* _INSTRUCTIONS FOR THE TASK_
Please pull every line of text from the items below and reproduce each one word for word, leaving the pictures out of your answer.

* _DATASET RECORDS_
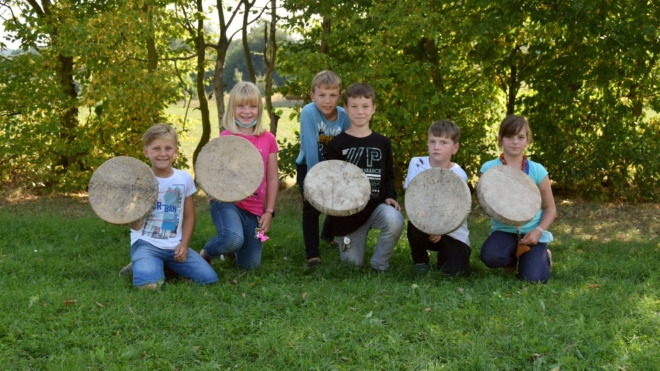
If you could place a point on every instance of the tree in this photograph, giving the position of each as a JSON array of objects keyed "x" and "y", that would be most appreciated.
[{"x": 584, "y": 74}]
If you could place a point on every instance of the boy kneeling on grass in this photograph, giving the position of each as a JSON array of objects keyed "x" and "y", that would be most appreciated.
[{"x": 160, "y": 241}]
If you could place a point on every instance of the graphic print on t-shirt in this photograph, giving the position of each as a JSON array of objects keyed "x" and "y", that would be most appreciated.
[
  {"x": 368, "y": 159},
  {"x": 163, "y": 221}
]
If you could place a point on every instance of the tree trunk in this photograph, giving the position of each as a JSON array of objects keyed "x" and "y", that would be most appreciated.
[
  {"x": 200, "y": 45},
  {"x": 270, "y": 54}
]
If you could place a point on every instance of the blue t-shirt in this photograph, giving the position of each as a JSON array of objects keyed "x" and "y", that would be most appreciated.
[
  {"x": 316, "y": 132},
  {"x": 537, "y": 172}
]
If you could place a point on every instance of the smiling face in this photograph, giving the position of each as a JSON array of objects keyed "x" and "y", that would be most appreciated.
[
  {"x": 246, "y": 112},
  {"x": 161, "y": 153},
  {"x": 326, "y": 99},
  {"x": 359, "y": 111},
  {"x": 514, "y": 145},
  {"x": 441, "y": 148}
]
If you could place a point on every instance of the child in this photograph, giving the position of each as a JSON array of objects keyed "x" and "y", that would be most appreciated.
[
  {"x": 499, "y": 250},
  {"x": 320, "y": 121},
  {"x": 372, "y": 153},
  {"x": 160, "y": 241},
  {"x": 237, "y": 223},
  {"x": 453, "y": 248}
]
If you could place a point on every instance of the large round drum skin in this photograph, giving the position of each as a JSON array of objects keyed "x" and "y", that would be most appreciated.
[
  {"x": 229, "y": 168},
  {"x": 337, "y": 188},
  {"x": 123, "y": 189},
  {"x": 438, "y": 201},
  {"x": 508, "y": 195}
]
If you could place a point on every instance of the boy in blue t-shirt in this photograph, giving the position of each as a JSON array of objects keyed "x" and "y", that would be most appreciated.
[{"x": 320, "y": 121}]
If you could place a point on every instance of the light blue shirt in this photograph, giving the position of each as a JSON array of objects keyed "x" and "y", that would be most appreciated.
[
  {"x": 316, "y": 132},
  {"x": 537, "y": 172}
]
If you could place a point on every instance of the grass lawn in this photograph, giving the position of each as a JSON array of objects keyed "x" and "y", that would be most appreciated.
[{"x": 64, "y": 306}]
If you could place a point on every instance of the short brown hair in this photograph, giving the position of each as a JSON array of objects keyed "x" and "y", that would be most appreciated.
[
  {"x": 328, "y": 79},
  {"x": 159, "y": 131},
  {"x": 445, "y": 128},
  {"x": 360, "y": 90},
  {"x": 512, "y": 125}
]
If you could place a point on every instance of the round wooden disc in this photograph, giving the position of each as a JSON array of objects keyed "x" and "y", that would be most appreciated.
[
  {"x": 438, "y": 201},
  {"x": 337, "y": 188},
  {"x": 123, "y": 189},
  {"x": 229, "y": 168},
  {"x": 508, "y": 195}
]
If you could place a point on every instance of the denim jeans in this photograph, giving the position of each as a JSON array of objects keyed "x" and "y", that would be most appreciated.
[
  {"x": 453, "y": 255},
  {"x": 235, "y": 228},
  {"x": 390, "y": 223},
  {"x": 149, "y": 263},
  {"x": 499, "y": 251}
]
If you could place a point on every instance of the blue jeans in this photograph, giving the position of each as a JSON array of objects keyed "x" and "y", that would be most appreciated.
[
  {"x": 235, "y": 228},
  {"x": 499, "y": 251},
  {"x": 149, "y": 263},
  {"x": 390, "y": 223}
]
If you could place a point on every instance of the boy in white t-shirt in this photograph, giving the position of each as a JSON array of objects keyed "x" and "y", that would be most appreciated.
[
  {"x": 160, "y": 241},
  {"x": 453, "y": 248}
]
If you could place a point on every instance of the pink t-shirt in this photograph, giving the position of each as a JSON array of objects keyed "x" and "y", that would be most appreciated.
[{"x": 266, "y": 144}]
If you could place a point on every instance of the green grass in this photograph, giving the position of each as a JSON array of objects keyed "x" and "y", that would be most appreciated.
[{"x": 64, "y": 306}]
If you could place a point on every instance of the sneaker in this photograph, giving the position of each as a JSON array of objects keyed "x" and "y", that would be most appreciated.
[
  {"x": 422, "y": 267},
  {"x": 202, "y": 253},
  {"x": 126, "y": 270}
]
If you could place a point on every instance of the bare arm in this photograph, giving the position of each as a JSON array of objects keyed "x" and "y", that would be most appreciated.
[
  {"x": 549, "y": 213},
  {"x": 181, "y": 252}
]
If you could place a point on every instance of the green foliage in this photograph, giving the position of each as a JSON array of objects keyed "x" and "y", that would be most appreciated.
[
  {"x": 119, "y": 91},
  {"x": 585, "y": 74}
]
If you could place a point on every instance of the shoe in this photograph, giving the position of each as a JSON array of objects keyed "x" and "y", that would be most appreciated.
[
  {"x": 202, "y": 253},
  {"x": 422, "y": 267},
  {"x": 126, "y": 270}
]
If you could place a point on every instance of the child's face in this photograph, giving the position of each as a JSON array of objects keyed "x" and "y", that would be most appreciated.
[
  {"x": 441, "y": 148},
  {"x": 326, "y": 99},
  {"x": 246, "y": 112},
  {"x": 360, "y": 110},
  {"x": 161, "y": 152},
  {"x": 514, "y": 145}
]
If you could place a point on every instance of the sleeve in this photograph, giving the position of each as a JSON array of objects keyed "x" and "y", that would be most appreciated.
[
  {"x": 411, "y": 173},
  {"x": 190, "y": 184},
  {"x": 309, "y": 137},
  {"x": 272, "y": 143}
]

* _COMPLETE RESPONSE_
If you could place a point on every instance of the tree in this photograph, giving the position of each as a JSON array of objects keyed "x" and "y", that would be most appreciated.
[{"x": 584, "y": 74}]
If you could place a point on every instance of the boy kneeling on grass in this photograph, giving the position of each as a JSON array of objects keyed "x" and "y", that would be most appreciated.
[{"x": 160, "y": 241}]
If you could place a point on every instance of the graphic print on t-shirt in this photograph, giving the position of each as a JSON array of objects keyed "x" and "y", that would be most appreciated.
[
  {"x": 368, "y": 159},
  {"x": 163, "y": 221}
]
If you could place a point on every instance of the tree trunk in this photograph, giving the position of each as a JSON array of objects keyed "x" and "y", that would be most appreciated.
[
  {"x": 200, "y": 45},
  {"x": 270, "y": 54}
]
If you could place a point on every instance of the blue t-shirt in this photograph, giving the position of each as a JSON array of objects keyed "x" and "y", that would be most appreciated.
[
  {"x": 316, "y": 132},
  {"x": 537, "y": 172}
]
If you could place a point on every instance of the smiling face in this photograph, giving the position of each as a JSON array of objects keyed "x" and "y", that would be most appreciated.
[
  {"x": 246, "y": 112},
  {"x": 161, "y": 153},
  {"x": 326, "y": 99},
  {"x": 359, "y": 111},
  {"x": 514, "y": 145},
  {"x": 441, "y": 148}
]
If you could place a point on every instance of the child in this photograph, giving the position of each as a JSON array of objects keyed "x" and "y", that would be most appreciated.
[
  {"x": 499, "y": 250},
  {"x": 320, "y": 121},
  {"x": 372, "y": 153},
  {"x": 160, "y": 241},
  {"x": 237, "y": 223},
  {"x": 453, "y": 248}
]
If you could place a point on every instance of the large round drum skin in this photograph, giving the position of each as a JSON array of objects keyed "x" and "y", that would be most appreciated.
[
  {"x": 229, "y": 168},
  {"x": 337, "y": 188},
  {"x": 123, "y": 189},
  {"x": 438, "y": 201},
  {"x": 508, "y": 195}
]
If you could place a point on every instance of the boy in blue t-shirt in this photograph, giving the position of each as a JSON array of objects keyed "x" and "y", that would be most appreciated.
[{"x": 320, "y": 121}]
If you could place a point on every instance of the light blue shirt in this photograph, giving the position of each as a JSON array of objects keyed "x" and "y", that would be most appreciated.
[
  {"x": 316, "y": 132},
  {"x": 537, "y": 172}
]
If you could place a point on every instance of the grass lawn in this photograph, giving the position of each as a JSON array of objects keyed "x" and "y", that would be most appreciated.
[{"x": 64, "y": 306}]
If you could place a point on every instance of the short brown hair in this photograph, giving the position of each as a JSON array of objects keyed "x" and "y", that would be most appreciated.
[
  {"x": 328, "y": 79},
  {"x": 159, "y": 131},
  {"x": 445, "y": 128},
  {"x": 360, "y": 90},
  {"x": 512, "y": 125}
]
If you could place a point on every instance of the round wooden disc in this photograph, giving the position of each as a JSON array of objects keyed "x" and "y", that would be most appreciated.
[
  {"x": 438, "y": 201},
  {"x": 337, "y": 188},
  {"x": 123, "y": 189},
  {"x": 229, "y": 168},
  {"x": 508, "y": 195}
]
If you could place a point on every instance of the denim jeans in this photograph, giving the position of each as a JSON array of objects keyed "x" and "y", that would be most appreciated.
[
  {"x": 453, "y": 255},
  {"x": 235, "y": 228},
  {"x": 390, "y": 223},
  {"x": 149, "y": 263},
  {"x": 499, "y": 251}
]
If you could place a point on every instance of the blue jeans in this photograph, giving the position of each as a JSON array of objects keyed "x" and "y", that would be most appreciated.
[
  {"x": 235, "y": 228},
  {"x": 499, "y": 251},
  {"x": 149, "y": 263},
  {"x": 390, "y": 223}
]
If you could place a point on every instance of the boy in white t-shirt in this photograph, giving the position of each as a JSON array of objects keyed "x" and "y", that would be most appreciated.
[
  {"x": 160, "y": 241},
  {"x": 453, "y": 248}
]
If you could place a point on every instance of the pink t-shirt in this photograph, giving the position of each as a JSON array of objects keyed "x" and "y", that would be most appreciated.
[{"x": 266, "y": 144}]
If you could place a point on every instance of the green grass in this photograph, giving the position of each as a JSON array of objects keyed "x" and "y", that would be most appreciated.
[{"x": 64, "y": 306}]
If you could place a point on every instance of the sneaker in this photograph, giving the position of each as a JSON array of objects keyed "x" and "y", that would be most appreciated.
[
  {"x": 422, "y": 267},
  {"x": 202, "y": 253},
  {"x": 126, "y": 270}
]
If you could place a point on every instance of the bare arm in this photograph, giving the position of each as a JSON array of objects keyed "x" and "y", that would be most appreciated.
[
  {"x": 549, "y": 213},
  {"x": 181, "y": 252}
]
If you could place a point on every instance of the green foliage in this photograph, giving the position of each as a JSON array of objects keyed "x" and "y", that would be most appreciated.
[
  {"x": 119, "y": 91},
  {"x": 585, "y": 74}
]
If you could place a point on every instance of the shoe in this photograph, giving the position of each as a JSON array of objects keyed "x" and "y", that would be most appreciated.
[
  {"x": 202, "y": 253},
  {"x": 422, "y": 267},
  {"x": 126, "y": 270}
]
If you could place a point on every instance of the child's face in this photograph, giving the position of each as a JSON array of objects keyed "x" and "y", that would be most appreciated.
[
  {"x": 441, "y": 148},
  {"x": 326, "y": 99},
  {"x": 246, "y": 112},
  {"x": 360, "y": 110},
  {"x": 161, "y": 152},
  {"x": 514, "y": 145}
]
If you could place a point on every instance of the sleeve in this photograph, giving the position of each as a JSON array of objects keyed "x" and "y", that would be most appreciated.
[
  {"x": 411, "y": 173},
  {"x": 190, "y": 184},
  {"x": 309, "y": 137},
  {"x": 272, "y": 143}
]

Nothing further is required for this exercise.